# What you should do
Please rewrite the data below from the line with "the yellow gantry" through the last line, both ends included, adding -141 to every coordinate in the answers.

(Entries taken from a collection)

§ §

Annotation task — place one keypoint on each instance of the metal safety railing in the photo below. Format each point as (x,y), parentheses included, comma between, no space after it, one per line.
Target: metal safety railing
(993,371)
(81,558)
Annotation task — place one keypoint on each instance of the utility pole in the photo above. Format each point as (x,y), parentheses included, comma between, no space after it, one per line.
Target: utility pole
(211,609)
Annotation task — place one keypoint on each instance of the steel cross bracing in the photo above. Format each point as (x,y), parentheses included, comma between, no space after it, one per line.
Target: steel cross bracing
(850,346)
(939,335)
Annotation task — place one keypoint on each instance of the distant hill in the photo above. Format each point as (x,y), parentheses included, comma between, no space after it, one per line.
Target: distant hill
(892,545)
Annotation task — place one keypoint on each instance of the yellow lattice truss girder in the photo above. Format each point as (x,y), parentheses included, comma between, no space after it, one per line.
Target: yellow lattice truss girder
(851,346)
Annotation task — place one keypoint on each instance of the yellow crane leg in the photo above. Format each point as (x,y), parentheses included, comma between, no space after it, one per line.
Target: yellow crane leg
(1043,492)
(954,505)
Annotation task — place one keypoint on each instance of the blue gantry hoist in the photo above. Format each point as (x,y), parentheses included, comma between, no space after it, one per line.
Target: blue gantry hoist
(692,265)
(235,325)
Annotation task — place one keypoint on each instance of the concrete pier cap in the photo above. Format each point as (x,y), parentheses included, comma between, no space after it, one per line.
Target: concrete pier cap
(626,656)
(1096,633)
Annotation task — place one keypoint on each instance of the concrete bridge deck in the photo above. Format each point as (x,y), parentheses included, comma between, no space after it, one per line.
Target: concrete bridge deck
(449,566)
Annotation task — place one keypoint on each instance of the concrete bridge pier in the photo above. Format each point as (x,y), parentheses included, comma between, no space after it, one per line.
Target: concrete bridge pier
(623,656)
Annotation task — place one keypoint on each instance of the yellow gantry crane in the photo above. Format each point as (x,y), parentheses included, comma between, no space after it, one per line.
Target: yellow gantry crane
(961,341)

§ §

# Task result
Annotation task — place one keypoint on each instance of the yellow gantry crane in the photo above. Format each point as (x,y), parentheses included, comma between, no space after it, one per line.
Target: yellow gantry crane
(820,200)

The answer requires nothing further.